═══ Data listing ═══
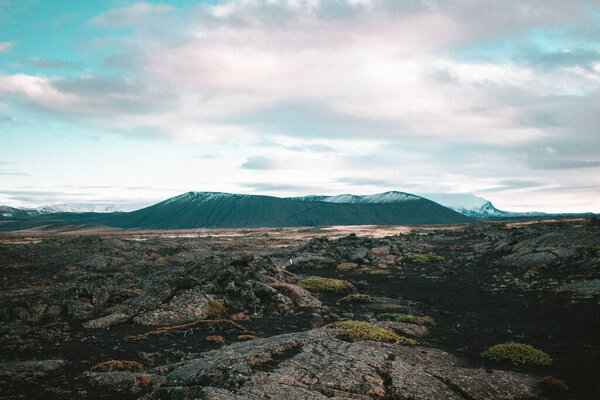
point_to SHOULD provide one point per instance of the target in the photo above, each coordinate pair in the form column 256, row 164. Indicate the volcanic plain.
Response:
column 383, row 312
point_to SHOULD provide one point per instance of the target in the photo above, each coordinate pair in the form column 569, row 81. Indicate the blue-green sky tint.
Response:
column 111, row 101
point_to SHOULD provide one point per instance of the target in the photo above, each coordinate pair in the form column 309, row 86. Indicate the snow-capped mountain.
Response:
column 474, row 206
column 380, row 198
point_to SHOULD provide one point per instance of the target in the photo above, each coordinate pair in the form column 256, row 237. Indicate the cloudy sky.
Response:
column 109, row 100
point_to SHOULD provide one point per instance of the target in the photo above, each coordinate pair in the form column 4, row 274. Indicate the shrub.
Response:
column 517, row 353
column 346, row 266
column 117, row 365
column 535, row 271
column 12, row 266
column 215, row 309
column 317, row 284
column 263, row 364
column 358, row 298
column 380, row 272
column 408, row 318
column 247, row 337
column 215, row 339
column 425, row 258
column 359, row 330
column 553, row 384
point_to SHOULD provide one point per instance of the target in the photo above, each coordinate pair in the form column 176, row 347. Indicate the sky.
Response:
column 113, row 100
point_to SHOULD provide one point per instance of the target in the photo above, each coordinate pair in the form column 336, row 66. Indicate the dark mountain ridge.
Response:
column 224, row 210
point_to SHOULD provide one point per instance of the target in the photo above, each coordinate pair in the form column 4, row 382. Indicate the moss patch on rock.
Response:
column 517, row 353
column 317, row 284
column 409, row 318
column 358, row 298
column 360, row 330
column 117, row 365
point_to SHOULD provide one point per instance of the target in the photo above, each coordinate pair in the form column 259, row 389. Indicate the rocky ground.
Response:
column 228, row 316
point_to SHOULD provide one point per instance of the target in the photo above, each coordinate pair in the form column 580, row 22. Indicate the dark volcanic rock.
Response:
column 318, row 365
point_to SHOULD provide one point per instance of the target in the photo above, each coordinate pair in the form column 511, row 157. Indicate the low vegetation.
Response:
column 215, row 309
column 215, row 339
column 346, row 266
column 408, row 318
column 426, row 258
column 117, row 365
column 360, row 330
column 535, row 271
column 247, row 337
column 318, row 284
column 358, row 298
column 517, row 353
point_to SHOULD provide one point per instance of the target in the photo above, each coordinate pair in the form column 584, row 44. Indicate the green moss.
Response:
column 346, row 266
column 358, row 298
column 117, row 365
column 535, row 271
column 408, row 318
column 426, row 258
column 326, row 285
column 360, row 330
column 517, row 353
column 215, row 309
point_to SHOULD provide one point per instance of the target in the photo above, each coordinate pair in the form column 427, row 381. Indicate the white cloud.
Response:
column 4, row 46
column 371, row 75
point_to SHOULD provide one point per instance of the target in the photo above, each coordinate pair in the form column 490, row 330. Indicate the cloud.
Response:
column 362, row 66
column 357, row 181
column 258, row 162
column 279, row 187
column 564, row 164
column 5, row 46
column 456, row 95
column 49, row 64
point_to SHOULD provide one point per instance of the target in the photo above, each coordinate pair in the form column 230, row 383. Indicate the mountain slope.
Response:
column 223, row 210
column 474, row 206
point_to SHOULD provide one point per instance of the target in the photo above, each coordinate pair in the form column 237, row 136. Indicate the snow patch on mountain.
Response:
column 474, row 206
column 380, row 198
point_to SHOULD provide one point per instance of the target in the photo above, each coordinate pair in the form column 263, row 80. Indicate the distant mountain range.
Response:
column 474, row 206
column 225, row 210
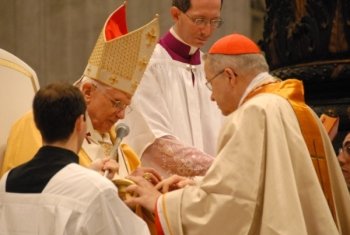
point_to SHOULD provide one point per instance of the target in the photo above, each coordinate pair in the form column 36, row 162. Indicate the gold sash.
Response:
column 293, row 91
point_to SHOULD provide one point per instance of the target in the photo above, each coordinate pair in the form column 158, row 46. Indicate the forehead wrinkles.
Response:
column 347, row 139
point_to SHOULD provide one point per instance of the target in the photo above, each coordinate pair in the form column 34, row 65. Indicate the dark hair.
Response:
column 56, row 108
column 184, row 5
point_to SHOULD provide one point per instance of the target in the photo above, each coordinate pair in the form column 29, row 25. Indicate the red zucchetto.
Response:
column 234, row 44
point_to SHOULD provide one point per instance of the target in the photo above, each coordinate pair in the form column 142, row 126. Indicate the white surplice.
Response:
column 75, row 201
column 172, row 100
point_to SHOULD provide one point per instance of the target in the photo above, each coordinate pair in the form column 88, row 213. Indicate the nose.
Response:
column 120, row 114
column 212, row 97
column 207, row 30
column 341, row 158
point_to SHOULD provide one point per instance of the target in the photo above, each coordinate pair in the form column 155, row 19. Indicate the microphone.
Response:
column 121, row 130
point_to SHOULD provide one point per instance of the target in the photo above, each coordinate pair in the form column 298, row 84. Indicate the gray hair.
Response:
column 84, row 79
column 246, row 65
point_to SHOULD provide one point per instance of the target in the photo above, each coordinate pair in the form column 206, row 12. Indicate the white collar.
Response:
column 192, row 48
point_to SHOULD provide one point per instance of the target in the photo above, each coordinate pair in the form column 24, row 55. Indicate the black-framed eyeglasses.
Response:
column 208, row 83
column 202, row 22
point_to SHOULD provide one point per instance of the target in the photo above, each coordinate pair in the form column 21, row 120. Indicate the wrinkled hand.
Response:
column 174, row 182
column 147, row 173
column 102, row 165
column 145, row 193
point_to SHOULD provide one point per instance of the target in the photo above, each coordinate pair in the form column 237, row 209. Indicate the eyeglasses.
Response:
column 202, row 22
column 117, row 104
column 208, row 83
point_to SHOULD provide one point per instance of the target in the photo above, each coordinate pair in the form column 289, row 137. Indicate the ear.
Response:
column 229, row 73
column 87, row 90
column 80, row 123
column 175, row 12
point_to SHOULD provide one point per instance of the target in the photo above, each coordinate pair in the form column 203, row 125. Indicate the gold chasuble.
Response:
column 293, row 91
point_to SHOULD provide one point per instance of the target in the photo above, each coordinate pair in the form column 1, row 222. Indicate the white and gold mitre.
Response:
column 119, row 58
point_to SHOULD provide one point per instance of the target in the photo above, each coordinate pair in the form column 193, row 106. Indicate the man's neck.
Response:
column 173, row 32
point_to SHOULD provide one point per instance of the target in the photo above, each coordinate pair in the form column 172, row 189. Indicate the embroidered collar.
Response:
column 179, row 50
═══
═══ Data listing ═══
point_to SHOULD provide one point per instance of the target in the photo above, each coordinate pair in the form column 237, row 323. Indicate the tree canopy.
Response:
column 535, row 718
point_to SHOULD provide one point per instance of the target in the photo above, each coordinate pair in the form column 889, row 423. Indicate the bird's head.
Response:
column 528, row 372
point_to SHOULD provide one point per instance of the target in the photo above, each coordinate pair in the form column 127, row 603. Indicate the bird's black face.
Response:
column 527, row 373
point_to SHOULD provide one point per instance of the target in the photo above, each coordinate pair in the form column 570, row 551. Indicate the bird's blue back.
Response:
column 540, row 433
═══
- **Aim**
Output the records as a two-column CSV with the headers text and answer, one row per record, putting each record's text and its answer each in one quoted field with line breaks turned into spaces. Begin at the line that has "the cloudy sky." and stop after the line that has "column 224, row 210".

- **Task response**
text,answer
"point_to SHOULD provide one point per instance of the target in the photo above, each coordinate pair in the form column 256, row 237. Indicate the cloudy sky. Response:","column 109, row 100"
"point_to SHOULD provide one point per instance of the target in the photo above, each coordinate pair in the form column 4, row 274. Indicate the shrub. Response:","column 517, row 353 column 346, row 266 column 117, row 365 column 535, row 271 column 12, row 266 column 215, row 309 column 317, row 284 column 263, row 364 column 358, row 298 column 380, row 272 column 408, row 318 column 247, row 337 column 215, row 339 column 425, row 258 column 359, row 330 column 553, row 384"
"point_to SHOULD provide one point per instance of the target in the photo above, each coordinate pair in the form column 176, row 347. Indicate the sky. Response:","column 113, row 100"
"point_to SHOULD provide one point per instance of the target in the photo above, each coordinate pair in the form column 336, row 66. Indicate the dark mountain ridge. Response:","column 224, row 210"